SHORT EXERCISE 1: Rewrite the rows that follow the Tokoname passage as a Markdown table with the columns No. and Entry. Give each line its number and leave out blank lines.

───── PAGE EXCERPT

Airplanes arrive on the sea, on the brink of the Chita Peninsula, a backwards J curling south from Nagoya. And halfway down it, there is a small city facing the gentle blue waves of Ise Bay, staring out at Chubu Centrair International Airport and the distant mountains of Mie Prefecture. It’s a fairytale village buried in gentle hills, the pottery town of Tokoname.
History of Ceramics
Tokoname was a center of Japan’s ceramics industry for nearly 1,000 years, even mass-producing clay pipes and tiles used all around the nation during Japan’s period of modernization. The only signs of those coal-smoke days, however, remain in the ruins of a few tall chimneys, battered monuments surrounded by collapsed furnaces and buildings overgrown with grass and flowers. These remnants of the past now clad the town: the narrow alleys and hidden groves that pockmark Tokoname’s historic heart feature enormous ceramic pipes studding steep walls. Meanwhile, the old brick kilns, rickety houses, hidden corner gardens and sleek modern homes all feel like they’re drowning in earthenware: decorated tubes, toilets, fanciful jars and bowls, cutesy cat statues, ogling frogs, chipped fragments.
“There is a culture of craftsmanship in Tokoname,” says Yasuhiro Oguri, an archeologist and curator at the Tou no Mori Museum. “I see the artisans working now as the same as the people who worked here 1,000 years ago. Tokoname is constantly giving rise to the new.”

──────────
───── DATA FOR THE TASK

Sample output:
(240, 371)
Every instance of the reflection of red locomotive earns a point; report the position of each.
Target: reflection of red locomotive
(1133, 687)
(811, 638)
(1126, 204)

──────────

SHORT EXERCISE 2:
Answer these questions from the Tokoname passage:
(a) For roughly how long was Tokoname a center of Japan's ceramics industry?
(b) Which airport does the small city face across Ise Bay?
(c) At which museum is Yasuhiro Oguri a curator?

WORKED SOLUTION 1:
| No. | Entry |
|---|---|
| 1 | Sample output: |
| 2 | (240, 371) |
| 3 | Every instance of the reflection of red locomotive earns a point; report the position of each. |
| 4 | Target: reflection of red locomotive |
| 5 | (1133, 687) |
| 6 | (811, 638) |
| 7 | (1126, 204) |

WORKED SOLUTION 2:
(a) Nearly 1,000 years.
(b) Chubu Centrair International Airport.
(c) The Tou no Mori Museum.